# Page extract:
>>>

Ersoy Karamustafa, a former teacher arrested over alleged links to the Gülen movement, died in prison on Saturday of COVID-19, less than two months before he was due to be released on parole, the Stockholm Center for Freedom reported citing Bold Medya.
Karamustafa had been in intensive care for 20 days before he died. He was summarily dismissed from his job and arrested in August 2016. He was sentenced to seven years, six months in prison for membership in a terrorist organization and would have been eligible for parole on April 9 had he not passed away.
Turkish President Recep Tayyip Erdoğan has been targeting followers of the Gülen movement, a faith based group inspired by Muslim cleric Fethullah Gülen, since the corruption investigations of December 17-25, 2013, which implicated then-Prime Minister Erdoğan, his family members and his inner circle.
Dismissing the investigations as a Gülenist coup and conspiracy against his government, Erdoğan designated the movement as a terrorist organization and began to target its members. Erdoğan intensified the crackdown on the movement following a coup attempt on July 15, 2016 that he accused Gülen of masterminding. Gülen and the movement strongly deny involvement in the abortive putsch or any terrorist activity.
Karamustafa’s wife, Serpil Karamustafa, was also arrested in December 2018 for affiliation with the movement. She was sentenced to eight years, one month and remains in prison.

<<<

# Assignment A:
Copy from the article on Ersoy Karamustafa's death in prison the part that opens with the words containing "Turkish President Recep" and closes with "remains in prison.".
# Assignment B:
Continue the article on Ersoy Karamustafa's death in prison from the point where it stops.

# Given data:
>>>

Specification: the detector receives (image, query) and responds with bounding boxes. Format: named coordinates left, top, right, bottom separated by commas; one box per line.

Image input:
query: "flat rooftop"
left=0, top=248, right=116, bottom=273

<<<

# Result A:
Turkish President Recep Tayyip Erdoğan has been targeting followers of the Gülen movement, a faith based group inspired by Muslim cleric Fethullah Gülen, since the corruption investigations of December 17-25, 2013, which implicated then-Prime Minister Erdoğan, his family members and his inner circle.
Dismissing the investigations as a Gülenist coup and conspiracy against his government, Erdoğan designated the movement as a terrorist organization and began to target its members. Erdoğan intensified the crackdown on the movement following a coup attempt on July 15, 2016 that he accused Gülen of masterminding. Gülen and the movement strongly deny involvement in the abortive putsch or any terrorist activity.
Karamustafa’s wife, Serpil Karamustafa, was also arrested in December 2018 for affiliation with the movement. She was sentenced to eight years, one month and remains in prison.

# Result B:
The Turkish parliament passed an early parole law on April 14 aimed at reducing the inmate population of the country’s overcrowded prisons due to the coronavirus pandemic. Yet, the legislation excluded political prisoners, including opposition politicians, journalists, lawyers, academics and human rights defenders convicted under the country’s controversial counterterrorism laws. The law prompted calls from the UN, the EU and rights groups for the non-discriminatory reduction of prison populations.
Following the abortive putsch, the Turkish government declared a state of emergency and carried out a massive purge of state institutions under the pretext of an anti-coup fight. More than 130,000 public servants, including 4,156 judges and prosecutors, as well as 20,610 members of the armed forces were summarily removed from their jobs for alleged membership in or relationships with “terrorist organizations” by emergency decree-laws subject to neither judicial nor parliamentary scrutiny.
According to a statement from Turkish Interior Minister Süleyman Soylu in November a total of 292,000 people have been detained while 96,000 others have been jailed due to alleged links to the Gülen movement since the failed coup. The minister said there were 25,655 people in Turkey’s prisons who were jailed due to links to the Gülen movement.